● **Trecho apresentado**
——

Terrenho reúne paradoxalmente a imagem da renovação e do abandono, vemos residências quase apalaçadas na decrepitude e por toda a parte há sinais de que se partiu para sempre, mas há quem para aqui venha e refaça, o lugar, no essencial guarda caráter.




Não se pode resistir à esmagadora imponência de Penedono. Basta olhar para estas imagens e vemos que temos castelo antigo anterior a Portugal, aqui houve mesmo pancadaria da grossa no âmbito da reconquista. Em 1812, recebeu um visitante ilustre, Alexandre Herculano, que não escondeu a sua admiração. Escreve-se num folheto alusivo que é pequeno castelo de montanha gótico, de planta poligonal, encontra-se implantada a 930 metros de altitude, tem torreões nos ângulos, por vidros da matacães e flanqueando o acesso único inscrito num arco quebrado. O pelourinho é um monumento quinhentista, tipo gaiola, idêntico ao que encontramos em Sernancelhe. Assenta num soco de cinco degrau oitavados, tem fuste prismático encimado por capitel tronco-piramidal, que grande beleza!

——

● **Linhas de dados**
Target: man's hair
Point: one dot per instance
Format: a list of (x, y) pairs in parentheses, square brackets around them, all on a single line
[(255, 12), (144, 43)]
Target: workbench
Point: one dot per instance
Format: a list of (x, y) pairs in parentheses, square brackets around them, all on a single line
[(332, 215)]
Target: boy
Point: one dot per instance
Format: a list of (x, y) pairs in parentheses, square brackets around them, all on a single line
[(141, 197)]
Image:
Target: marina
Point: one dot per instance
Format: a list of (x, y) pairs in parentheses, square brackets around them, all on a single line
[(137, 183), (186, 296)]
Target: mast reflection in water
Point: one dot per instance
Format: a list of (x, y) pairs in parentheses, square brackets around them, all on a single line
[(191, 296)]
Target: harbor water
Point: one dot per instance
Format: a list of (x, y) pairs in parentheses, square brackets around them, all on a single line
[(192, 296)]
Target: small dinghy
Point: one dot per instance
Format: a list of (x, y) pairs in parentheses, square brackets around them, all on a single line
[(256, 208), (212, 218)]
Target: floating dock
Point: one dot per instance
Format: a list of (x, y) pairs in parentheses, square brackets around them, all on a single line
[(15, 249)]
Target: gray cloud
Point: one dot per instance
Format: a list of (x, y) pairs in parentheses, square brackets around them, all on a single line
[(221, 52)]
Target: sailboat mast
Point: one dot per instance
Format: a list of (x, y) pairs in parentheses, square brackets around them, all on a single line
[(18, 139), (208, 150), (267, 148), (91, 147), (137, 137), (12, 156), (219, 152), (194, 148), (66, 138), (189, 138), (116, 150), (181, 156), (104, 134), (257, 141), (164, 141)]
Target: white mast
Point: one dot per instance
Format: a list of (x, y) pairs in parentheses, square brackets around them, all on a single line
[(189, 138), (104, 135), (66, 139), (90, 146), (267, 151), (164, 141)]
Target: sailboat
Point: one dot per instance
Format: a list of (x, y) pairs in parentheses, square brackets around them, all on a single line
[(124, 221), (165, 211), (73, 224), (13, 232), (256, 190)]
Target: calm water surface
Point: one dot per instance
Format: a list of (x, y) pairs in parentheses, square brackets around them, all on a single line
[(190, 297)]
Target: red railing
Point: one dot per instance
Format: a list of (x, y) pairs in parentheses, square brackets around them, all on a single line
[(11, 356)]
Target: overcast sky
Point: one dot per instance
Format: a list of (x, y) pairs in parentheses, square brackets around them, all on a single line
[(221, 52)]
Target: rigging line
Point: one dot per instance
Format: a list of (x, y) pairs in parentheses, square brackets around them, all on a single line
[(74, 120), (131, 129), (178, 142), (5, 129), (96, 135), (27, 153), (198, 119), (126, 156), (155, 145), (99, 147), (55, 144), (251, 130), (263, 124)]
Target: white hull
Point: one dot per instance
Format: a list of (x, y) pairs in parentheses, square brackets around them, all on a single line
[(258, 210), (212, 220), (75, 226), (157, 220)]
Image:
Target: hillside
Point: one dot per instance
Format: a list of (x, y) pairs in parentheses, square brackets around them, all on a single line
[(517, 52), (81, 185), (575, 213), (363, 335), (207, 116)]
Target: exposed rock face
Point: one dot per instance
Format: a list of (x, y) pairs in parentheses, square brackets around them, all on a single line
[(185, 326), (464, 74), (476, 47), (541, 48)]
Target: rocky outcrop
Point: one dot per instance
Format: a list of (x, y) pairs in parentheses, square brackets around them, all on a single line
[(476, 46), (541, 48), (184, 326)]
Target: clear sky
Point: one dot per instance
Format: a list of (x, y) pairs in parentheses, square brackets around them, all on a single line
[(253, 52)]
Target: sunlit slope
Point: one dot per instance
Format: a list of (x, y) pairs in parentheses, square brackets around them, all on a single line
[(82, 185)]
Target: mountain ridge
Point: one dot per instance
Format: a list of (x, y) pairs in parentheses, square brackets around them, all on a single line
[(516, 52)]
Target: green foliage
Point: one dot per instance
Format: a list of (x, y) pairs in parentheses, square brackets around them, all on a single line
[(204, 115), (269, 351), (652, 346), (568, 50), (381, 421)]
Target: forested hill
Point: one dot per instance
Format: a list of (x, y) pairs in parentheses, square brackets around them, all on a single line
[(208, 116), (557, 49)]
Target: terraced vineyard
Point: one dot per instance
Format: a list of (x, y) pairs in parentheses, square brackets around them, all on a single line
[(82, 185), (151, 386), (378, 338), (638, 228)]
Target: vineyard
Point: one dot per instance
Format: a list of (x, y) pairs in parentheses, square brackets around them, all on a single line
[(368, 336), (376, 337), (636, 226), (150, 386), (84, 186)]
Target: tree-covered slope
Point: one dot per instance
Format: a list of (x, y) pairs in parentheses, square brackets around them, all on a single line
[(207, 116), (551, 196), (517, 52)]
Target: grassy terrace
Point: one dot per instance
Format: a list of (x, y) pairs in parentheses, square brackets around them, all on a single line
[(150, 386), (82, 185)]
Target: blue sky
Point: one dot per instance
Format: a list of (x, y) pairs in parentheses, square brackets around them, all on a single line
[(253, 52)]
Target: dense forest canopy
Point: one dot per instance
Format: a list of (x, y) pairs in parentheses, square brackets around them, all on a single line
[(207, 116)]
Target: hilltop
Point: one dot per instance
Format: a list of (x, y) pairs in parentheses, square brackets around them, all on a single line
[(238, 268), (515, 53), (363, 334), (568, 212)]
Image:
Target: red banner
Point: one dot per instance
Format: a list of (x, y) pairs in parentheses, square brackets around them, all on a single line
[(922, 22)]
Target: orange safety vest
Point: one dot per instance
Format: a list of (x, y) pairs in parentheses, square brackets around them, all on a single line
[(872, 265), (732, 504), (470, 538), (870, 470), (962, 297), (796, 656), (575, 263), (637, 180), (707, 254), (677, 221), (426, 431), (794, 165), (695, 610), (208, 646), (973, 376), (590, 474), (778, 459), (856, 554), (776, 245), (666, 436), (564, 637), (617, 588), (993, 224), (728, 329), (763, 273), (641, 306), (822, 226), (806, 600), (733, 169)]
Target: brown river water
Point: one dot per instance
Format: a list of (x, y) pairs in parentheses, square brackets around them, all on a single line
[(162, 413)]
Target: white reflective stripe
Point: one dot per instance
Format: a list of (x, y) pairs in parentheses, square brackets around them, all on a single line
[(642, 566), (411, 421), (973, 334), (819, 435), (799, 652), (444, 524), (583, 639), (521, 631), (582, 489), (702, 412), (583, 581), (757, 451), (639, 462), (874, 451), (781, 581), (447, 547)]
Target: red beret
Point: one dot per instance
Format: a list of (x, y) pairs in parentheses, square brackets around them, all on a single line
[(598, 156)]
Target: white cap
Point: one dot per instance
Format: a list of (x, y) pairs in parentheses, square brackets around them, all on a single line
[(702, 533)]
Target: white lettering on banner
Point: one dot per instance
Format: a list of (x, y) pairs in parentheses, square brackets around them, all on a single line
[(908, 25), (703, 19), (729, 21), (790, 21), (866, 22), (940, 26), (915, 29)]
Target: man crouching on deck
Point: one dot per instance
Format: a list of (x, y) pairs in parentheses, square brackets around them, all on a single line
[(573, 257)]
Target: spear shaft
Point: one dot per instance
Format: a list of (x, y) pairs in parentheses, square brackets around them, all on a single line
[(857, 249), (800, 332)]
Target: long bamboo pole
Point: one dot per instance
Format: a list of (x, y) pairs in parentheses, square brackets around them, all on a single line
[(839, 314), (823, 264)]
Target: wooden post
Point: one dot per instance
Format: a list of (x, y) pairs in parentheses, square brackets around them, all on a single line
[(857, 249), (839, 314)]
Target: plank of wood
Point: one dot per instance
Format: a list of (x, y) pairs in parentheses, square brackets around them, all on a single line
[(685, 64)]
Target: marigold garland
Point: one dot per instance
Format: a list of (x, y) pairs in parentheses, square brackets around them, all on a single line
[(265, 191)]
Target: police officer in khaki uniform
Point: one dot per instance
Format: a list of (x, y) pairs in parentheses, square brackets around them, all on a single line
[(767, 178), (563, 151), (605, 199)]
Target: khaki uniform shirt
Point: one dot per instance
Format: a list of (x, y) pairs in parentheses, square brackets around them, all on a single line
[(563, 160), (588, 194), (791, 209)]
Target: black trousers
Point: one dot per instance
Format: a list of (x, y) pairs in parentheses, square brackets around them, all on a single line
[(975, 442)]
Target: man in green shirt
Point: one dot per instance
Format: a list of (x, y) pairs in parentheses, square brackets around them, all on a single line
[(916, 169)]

——

● **Tarefas**
a. Apresente em CSV de duas colunas, "pedido" e "resposta", tudo o que vai do início da listagem até a linha que contém "[(15, 249)]", inclusive. Use uma linha para cada pedido, com o texto dele e a sua resposta, cada um num único campo entre aspas e com as quebras de linha trocadas por espaços.
b. Escreva a continuação do trecho sobre Terrenho e Penedono, começando logo depois da última frase.
O trecho e a listagem não têm nenhuma relação entre si.

● **Resultados das tarefas**
a.
pedido,resposta
"Target: man's hair Point: one dot per instance Format: a list of (x, y) pairs in parentheses, square brackets around them, all on a single line","[(255, 12), (144, 43)]"
"Target: workbench Point: one dot per instance Format: a list of (x, y) pairs in parentheses, square brackets around them, all on a single line","[(332, 215)]"
"Target: boy Point: one dot per instance Format: a list of (x, y) pairs in parentheses, square brackets around them, all on a single line","[(141, 197)]"
"Image: Target: marina Point: one dot per instance Format: a list of (x, y) pairs in parentheses, square brackets around them, all on a single line","[(137, 183), (186, 296)]"
"Target: mast reflection in water Point: one dot per instance Format: a list of (x, y) pairs in parentheses, square brackets around them, all on a single line","[(191, 296)]"
"Target: harbor water Point: one dot per instance Format: a list of (x, y) pairs in parentheses, square brackets around them, all on a single line","[(192, 296)]"
"Target: small dinghy Point: one dot per instance Format: a list of (x, y) pairs in parentheses, square brackets around them, all on a single line","[(256, 208), (212, 218)]"
"Target: floating dock Point: one dot per instance Format: a list of (x, y) pairs in parentheses, square brackets around them, all on a single line","[(15, 249)]"

b.
Mudamos de rumo, estamos em Marialva, não muito longe da sede do concelho de Mêda, aqui se chega depois de passar por planícies de alguma aridez e arvoredo fugaz. Sempre o granito a preponderar. Tem cidadela no interior do castelo, agora despovoada, a vila está cheia de vida, percorremos com grande satisfação um empreendimento turístico, Casas do Coro, um exemplo admirável de inserção e recriação numa zona montanhosa cheia de história. Faz-se o percurso urbano e há passado nas pedras, mesmo nas que jazem ao abandono. Aqui chegaram romanos, godos e aqui se ajudou a fundar Portugal. A região é alvo de projetos turísticos interessantíssimos, passaremos mais adiante por Longroiva, outro caso admirável de boa inserção entre socalcos serranos onde vicejam oliveiras.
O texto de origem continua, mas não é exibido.